▶ Direction: Return the records, each one exactly as written.
+++
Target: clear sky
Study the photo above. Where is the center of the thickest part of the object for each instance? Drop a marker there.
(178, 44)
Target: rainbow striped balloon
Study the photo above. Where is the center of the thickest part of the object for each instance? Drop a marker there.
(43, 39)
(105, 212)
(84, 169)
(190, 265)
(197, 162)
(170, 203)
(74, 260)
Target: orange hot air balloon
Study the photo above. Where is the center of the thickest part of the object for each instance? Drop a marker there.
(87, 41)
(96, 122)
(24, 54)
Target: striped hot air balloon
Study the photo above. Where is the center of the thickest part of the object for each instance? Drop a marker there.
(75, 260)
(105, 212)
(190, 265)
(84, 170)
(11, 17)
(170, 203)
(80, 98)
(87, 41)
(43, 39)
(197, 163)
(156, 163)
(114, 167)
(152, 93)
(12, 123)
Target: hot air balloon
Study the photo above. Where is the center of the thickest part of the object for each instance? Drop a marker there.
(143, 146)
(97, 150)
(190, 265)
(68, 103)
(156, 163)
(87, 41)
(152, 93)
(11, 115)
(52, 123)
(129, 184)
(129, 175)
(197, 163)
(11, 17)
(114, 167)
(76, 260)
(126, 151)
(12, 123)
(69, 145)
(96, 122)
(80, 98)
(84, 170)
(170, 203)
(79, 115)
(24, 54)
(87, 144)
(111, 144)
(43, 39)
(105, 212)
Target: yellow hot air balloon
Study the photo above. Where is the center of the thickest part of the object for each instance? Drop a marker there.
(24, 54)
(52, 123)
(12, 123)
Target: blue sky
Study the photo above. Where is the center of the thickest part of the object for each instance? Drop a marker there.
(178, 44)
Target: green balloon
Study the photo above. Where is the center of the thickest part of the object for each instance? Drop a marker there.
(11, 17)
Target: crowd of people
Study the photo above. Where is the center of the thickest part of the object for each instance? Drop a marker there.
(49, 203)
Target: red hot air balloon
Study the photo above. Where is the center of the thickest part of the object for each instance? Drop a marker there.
+++
▶ Finished answer:
Target: clear sky
Study the photo above. Where is the center of the thickest part of the object for each instance? Drop a marker there.
(178, 44)
Target: rainbow striped balloon
Study the photo above. Where is the center of the thickest part of the object for each instance? Drop a marker there.
(43, 39)
(105, 212)
(84, 169)
(190, 265)
(197, 162)
(170, 203)
(74, 260)
Target: orange hot air balloon
Study the photo above. Where is the center of the thickest part of the object for each instance? Drop a marker there.
(87, 41)
(96, 122)
(24, 54)
Target: striped hot air balloon
Study the photo above. Where is the center of the thickest part of the object for each instance? Drop a marker there.
(75, 260)
(105, 212)
(190, 265)
(84, 170)
(11, 17)
(170, 203)
(80, 98)
(87, 41)
(43, 39)
(197, 163)
(156, 163)
(114, 167)
(152, 93)
(12, 123)
Target: hot air balloon
Study the photo above. Where is the center of the thickest part of the object for each instance? Drop a marker there.
(143, 146)
(97, 150)
(190, 265)
(68, 103)
(156, 163)
(87, 41)
(152, 93)
(11, 115)
(52, 123)
(129, 184)
(129, 175)
(197, 163)
(11, 17)
(114, 167)
(76, 260)
(126, 151)
(12, 123)
(69, 145)
(96, 122)
(80, 98)
(84, 170)
(170, 203)
(79, 115)
(24, 54)
(87, 144)
(111, 144)
(43, 39)
(105, 212)
Target: yellow hot air balloon
Study the photo above. Where is the center of the thickest part of the object for each instance? Drop a marker there.
(24, 54)
(52, 123)
(12, 123)
Target: blue sky
Study the photo above. Where is the center of the thickest part of the object for each instance? Drop a marker there.
(178, 44)
Target: green balloon
Study the photo above. Where is the center of the thickest part of the object for each instance? Drop a marker there.
(11, 17)
Target: crowd of people
Study the photo above. Where is the center of the thickest part of the object for each instance? Drop a marker there.
(49, 203)
Target: red hot air balloon
Study the photo above. Where is the center of the thickest part of the object for each instance? Drop a marker there.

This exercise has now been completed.